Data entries
## Begin

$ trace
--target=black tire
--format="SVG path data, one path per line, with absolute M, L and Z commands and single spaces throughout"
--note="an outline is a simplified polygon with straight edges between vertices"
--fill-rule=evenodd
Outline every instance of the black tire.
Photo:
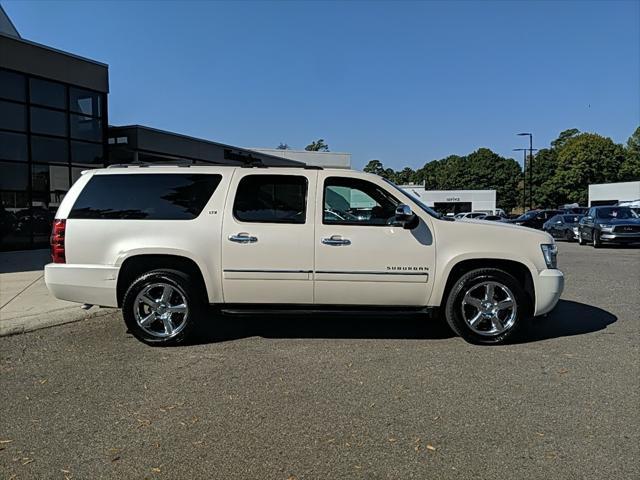
M 172 300 L 167 300 L 166 302 L 169 307 L 177 309 L 182 304 L 186 306 L 186 313 L 176 313 L 177 318 L 169 315 L 169 324 L 172 328 L 175 327 L 177 330 L 175 333 L 167 333 L 165 321 L 161 320 L 157 313 L 154 313 L 153 308 L 146 304 L 143 305 L 145 302 L 138 301 L 138 295 L 143 290 L 151 288 L 151 290 L 148 290 L 149 296 L 151 296 L 156 291 L 155 289 L 164 289 L 164 286 L 168 286 L 169 291 L 172 292 Z M 175 303 L 176 299 L 181 303 L 171 306 L 171 301 Z M 153 300 L 160 301 L 160 299 Z M 142 316 L 139 312 L 145 306 L 149 309 L 150 316 L 152 314 L 156 315 L 147 325 L 147 330 L 138 323 L 136 318 L 137 315 Z M 131 283 L 122 301 L 122 316 L 129 332 L 141 342 L 153 346 L 170 346 L 184 343 L 189 338 L 196 327 L 198 319 L 206 311 L 205 307 L 204 292 L 201 291 L 201 288 L 189 275 L 177 270 L 153 270 L 138 277 Z M 165 309 L 167 308 L 164 307 L 163 310 Z M 163 330 L 164 334 L 162 334 Z M 150 333 L 150 331 L 154 333 Z
M 482 284 L 485 282 L 495 282 L 506 286 L 511 291 L 516 306 L 516 311 L 512 312 L 514 313 L 512 325 L 495 335 L 483 335 L 475 332 L 463 317 L 464 309 L 468 308 L 463 303 L 465 295 L 469 291 L 473 291 L 474 288 L 482 288 Z M 444 313 L 451 329 L 467 342 L 476 345 L 499 345 L 519 334 L 524 324 L 527 323 L 530 312 L 529 298 L 513 275 L 497 268 L 480 268 L 464 274 L 455 282 L 447 297 Z M 481 320 L 481 322 L 484 321 Z
M 600 240 L 600 232 L 593 231 L 593 248 L 601 248 L 602 240 Z

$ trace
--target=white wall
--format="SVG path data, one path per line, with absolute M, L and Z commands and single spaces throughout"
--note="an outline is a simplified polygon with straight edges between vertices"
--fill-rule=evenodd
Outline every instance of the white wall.
M 640 199 L 640 181 L 589 185 L 589 206 L 593 201 L 624 202 L 638 199 Z
M 351 168 L 351 154 L 344 152 L 308 152 L 306 150 L 279 150 L 277 148 L 249 148 L 254 152 L 297 160 L 307 165 L 325 168 Z
M 472 211 L 494 212 L 496 209 L 495 190 L 425 190 L 416 185 L 400 188 L 419 197 L 430 207 L 434 203 L 471 203 Z

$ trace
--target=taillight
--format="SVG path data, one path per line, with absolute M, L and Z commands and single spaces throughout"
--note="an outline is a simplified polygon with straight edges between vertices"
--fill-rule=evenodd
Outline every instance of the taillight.
M 64 229 L 66 220 L 55 219 L 51 227 L 51 261 L 53 263 L 65 263 L 64 255 Z

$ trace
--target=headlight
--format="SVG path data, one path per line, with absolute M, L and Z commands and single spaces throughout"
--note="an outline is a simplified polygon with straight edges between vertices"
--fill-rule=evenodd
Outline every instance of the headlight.
M 542 255 L 547 268 L 558 268 L 558 247 L 556 244 L 543 243 L 540 248 L 542 248 Z

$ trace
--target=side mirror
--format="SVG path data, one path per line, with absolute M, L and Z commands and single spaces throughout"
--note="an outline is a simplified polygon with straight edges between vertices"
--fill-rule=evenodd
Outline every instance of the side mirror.
M 401 204 L 396 207 L 394 225 L 404 229 L 412 229 L 418 225 L 418 217 L 409 205 Z

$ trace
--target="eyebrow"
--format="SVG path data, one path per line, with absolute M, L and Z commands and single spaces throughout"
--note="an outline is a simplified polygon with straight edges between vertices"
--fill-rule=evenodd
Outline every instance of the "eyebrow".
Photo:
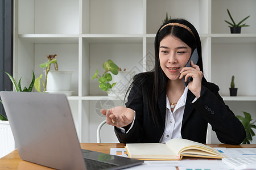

## End

THE EXERCISE
Can you change "straight edges" to "straight line segments" wherever it occurs in the material above and return all of the material otherwise unchanged, with the pictures left out?

WRITTEN ANSWER
$ trace
--target=black tire
--format="SVG path data, one path per line, with absolute M, L and Z commands and single spaces throughout"
--note="an outline is a simplified polygon with straight line segments between vertices"
--fill-rule=evenodd
Outline every instance of the black tire.
Photo:
M 172 300 L 167 300 L 166 302 L 169 307 L 177 309 L 182 304 L 186 306 L 186 313 L 176 313 L 177 318 L 169 315 L 169 324 L 172 328 L 175 327 L 177 330 L 175 333 L 167 333 L 165 321 L 161 320 L 157 313 L 154 313 L 153 308 L 146 304 L 143 305 L 145 302 L 138 301 L 138 295 L 143 290 L 151 288 L 151 290 L 148 290 L 149 296 L 151 296 L 156 291 L 155 289 L 164 289 L 164 286 L 168 286 L 169 291 L 172 292 Z M 175 303 L 176 299 L 181 303 L 171 306 L 171 301 Z M 153 300 L 160 301 L 160 299 Z M 142 316 L 139 312 L 145 306 L 149 309 L 150 316 L 152 314 L 156 315 L 147 325 L 147 330 L 138 323 L 136 318 L 137 315 Z M 131 283 L 122 301 L 122 316 L 129 332 L 141 342 L 153 346 L 170 346 L 184 343 L 189 338 L 196 327 L 198 319 L 206 311 L 205 307 L 204 292 L 201 291 L 201 288 L 189 275 L 177 270 L 153 270 L 138 277 Z M 165 309 L 167 308 L 164 307 L 163 310 Z M 163 330 L 164 334 L 162 334 Z M 150 333 L 150 331 L 154 333 Z
M 482 284 L 485 282 L 495 282 L 506 286 L 511 291 L 516 306 L 516 311 L 512 312 L 514 313 L 512 325 L 495 335 L 483 335 L 475 332 L 463 317 L 464 309 L 468 308 L 463 303 L 465 295 L 469 291 L 473 291 L 474 288 L 482 288 Z M 444 313 L 451 329 L 467 342 L 476 345 L 499 345 L 519 334 L 524 324 L 527 323 L 530 312 L 529 298 L 513 275 L 497 268 L 480 268 L 464 274 L 455 282 L 447 297 Z M 481 320 L 481 322 L 484 321 Z
M 600 240 L 600 232 L 593 231 L 593 248 L 601 248 L 602 240 Z

$ trace
--target=white wall
--format="SVG path data, one path per line, with absolute M, L and Z commands and single spaces throughout"
--note="an outline is a simplified polygon with straight line segments between vertices"
--fill-rule=evenodd
Outline every instance of the white wall.
M 640 199 L 640 181 L 589 185 L 589 206 L 593 201 L 624 202 L 638 199 Z
M 351 168 L 351 154 L 344 152 L 308 152 L 306 150 L 279 150 L 277 148 L 249 148 L 254 152 L 297 160 L 307 165 L 325 168 Z
M 472 211 L 494 212 L 496 209 L 495 190 L 425 190 L 416 185 L 400 188 L 419 197 L 430 207 L 434 203 L 471 203 Z

$ trace
--target=taillight
--format="SVG path data, one path per line, with absolute M, L and Z commands and single spaces throughout"
--note="an outline is a simplified polygon with straight line segments between vertices"
--fill-rule=evenodd
Outline every instance of the taillight.
M 64 229 L 66 220 L 55 219 L 51 227 L 51 261 L 53 263 L 65 263 L 64 255 Z

$ trace
--target=headlight
--format="SVG path data, one path per line, with absolute M, L and Z commands and single spaces throughout"
--note="an outline is a simplified polygon with straight line segments between vertices"
--fill-rule=evenodd
Outline every instance of the headlight.
M 542 255 L 547 268 L 558 268 L 558 247 L 556 244 L 543 243 L 540 248 L 542 248 Z

$ trace
--target=side mirror
--format="SVG path data, one path per line, with absolute M, L and Z commands and single spaces throughout"
--note="an outline is a simplified polygon with straight line segments between vertices"
--fill-rule=evenodd
Outline every instance of the side mirror.
M 401 204 L 396 207 L 394 225 L 404 229 L 412 229 L 418 225 L 418 217 L 409 205 Z

$ trace
--target="eyebrow"
--format="SVG path data, one path per line, with absolute M, L and Z commands and single spaces throughout"
--note="an outline is a simplified polygon with straight line segments between vertices"
--fill-rule=evenodd
Outline every instance of the "eyebrow".
Photo:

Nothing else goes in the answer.